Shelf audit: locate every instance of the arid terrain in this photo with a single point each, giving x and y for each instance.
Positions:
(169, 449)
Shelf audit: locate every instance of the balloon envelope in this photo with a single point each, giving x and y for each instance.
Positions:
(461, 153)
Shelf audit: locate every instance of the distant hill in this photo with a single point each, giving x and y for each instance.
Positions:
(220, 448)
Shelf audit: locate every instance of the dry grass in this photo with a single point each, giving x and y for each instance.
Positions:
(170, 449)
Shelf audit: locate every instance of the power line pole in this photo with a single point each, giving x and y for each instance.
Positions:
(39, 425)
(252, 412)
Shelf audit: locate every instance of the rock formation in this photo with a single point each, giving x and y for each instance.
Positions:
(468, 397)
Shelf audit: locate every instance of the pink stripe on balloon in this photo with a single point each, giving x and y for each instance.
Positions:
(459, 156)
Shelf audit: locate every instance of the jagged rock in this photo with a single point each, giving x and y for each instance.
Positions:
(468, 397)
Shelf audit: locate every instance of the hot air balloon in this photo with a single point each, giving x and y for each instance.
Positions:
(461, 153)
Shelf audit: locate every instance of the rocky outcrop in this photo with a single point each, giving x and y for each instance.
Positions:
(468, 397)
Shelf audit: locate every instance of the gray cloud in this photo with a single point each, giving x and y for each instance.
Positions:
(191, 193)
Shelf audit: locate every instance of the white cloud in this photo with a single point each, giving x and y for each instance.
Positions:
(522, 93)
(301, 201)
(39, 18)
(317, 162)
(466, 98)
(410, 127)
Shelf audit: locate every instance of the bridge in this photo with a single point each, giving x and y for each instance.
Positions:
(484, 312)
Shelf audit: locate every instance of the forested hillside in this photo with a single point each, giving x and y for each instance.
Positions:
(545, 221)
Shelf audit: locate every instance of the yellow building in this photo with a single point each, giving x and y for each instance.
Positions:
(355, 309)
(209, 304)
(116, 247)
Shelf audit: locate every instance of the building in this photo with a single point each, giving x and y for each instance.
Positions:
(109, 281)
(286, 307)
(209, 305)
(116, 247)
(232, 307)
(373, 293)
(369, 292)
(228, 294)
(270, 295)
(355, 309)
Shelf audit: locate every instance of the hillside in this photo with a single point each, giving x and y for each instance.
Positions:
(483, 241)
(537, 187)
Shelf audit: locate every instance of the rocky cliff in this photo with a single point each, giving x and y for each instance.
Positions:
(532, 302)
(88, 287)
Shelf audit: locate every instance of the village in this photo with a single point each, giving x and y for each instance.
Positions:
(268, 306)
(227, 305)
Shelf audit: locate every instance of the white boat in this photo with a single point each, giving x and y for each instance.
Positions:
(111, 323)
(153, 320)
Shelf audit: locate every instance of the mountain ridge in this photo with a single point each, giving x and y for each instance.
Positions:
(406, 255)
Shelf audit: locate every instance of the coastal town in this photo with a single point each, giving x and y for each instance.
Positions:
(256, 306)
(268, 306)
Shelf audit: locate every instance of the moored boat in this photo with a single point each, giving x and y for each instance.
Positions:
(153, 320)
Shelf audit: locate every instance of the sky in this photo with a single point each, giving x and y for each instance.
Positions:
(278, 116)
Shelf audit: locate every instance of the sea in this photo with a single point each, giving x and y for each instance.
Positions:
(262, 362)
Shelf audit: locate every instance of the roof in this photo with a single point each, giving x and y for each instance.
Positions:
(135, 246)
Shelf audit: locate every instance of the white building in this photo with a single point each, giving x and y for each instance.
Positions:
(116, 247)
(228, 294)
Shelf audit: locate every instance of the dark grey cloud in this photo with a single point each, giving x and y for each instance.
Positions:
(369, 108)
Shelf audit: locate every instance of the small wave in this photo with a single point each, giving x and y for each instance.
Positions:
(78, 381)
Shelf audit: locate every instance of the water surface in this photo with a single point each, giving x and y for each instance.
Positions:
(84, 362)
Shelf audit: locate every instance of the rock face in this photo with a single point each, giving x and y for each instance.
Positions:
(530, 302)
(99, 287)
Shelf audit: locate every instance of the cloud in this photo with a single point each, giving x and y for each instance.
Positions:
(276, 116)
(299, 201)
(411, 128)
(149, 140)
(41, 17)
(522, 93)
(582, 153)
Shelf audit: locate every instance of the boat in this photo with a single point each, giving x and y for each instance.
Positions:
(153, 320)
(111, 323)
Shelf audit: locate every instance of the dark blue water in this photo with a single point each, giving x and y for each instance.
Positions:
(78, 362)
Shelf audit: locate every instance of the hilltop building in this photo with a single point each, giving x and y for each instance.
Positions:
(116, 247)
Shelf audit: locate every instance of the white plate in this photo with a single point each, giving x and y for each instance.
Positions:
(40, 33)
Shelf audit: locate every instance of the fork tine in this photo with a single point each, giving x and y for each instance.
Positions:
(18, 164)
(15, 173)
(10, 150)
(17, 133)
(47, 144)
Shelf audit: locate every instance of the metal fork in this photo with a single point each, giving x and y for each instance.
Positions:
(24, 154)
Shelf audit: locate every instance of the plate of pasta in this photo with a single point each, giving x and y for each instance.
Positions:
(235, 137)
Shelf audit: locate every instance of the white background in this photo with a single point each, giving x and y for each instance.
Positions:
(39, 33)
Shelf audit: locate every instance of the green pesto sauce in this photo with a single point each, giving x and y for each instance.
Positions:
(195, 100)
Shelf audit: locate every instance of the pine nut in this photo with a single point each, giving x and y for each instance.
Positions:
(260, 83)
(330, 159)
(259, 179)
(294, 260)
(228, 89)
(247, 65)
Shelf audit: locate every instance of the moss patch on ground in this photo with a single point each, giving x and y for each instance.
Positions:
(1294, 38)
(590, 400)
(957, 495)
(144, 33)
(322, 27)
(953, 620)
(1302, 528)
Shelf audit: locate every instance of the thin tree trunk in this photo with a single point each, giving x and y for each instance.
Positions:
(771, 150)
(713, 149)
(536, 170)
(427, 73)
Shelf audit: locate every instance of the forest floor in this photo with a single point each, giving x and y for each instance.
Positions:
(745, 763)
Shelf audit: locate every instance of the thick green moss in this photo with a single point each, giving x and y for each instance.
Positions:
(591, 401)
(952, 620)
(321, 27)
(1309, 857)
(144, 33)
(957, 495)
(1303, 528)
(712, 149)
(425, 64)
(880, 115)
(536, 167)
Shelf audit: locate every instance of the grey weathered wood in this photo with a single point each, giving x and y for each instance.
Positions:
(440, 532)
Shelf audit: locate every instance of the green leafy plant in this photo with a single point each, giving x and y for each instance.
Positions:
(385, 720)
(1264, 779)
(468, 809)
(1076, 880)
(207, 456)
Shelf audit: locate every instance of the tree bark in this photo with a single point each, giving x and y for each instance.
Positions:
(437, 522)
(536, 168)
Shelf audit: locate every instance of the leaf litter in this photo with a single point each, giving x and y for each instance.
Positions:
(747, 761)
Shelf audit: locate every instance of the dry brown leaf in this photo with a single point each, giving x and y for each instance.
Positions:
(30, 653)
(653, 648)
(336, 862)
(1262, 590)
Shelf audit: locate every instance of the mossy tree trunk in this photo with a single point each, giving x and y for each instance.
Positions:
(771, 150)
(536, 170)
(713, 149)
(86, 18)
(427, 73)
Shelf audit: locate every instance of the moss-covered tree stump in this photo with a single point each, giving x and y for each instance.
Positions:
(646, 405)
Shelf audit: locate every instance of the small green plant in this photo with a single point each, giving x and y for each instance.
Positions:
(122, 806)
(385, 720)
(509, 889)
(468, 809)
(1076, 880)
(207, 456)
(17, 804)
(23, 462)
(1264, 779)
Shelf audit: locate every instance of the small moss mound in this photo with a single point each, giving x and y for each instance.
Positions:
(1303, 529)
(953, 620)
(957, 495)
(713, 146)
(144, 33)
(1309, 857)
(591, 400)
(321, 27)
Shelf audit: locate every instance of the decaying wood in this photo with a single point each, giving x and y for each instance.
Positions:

> **What this task involves**: Return each line from the records that includes the word "cloud".

> **Written solution**:
Shelf audit: locate every instance of the gray cloud in this photo with a single point each, giving x and y for each instance.
Shelf audit: locate every instance of the white cloud in this photo with a single point each, giving x and y for each instance.
Shelf audit: locate every instance of the dark grey cloud in this photo with a single point each, giving x and y for each instance.
Shelf audit: locate every instance of the cloud in this photo with a single point each, giving x and y for each instance.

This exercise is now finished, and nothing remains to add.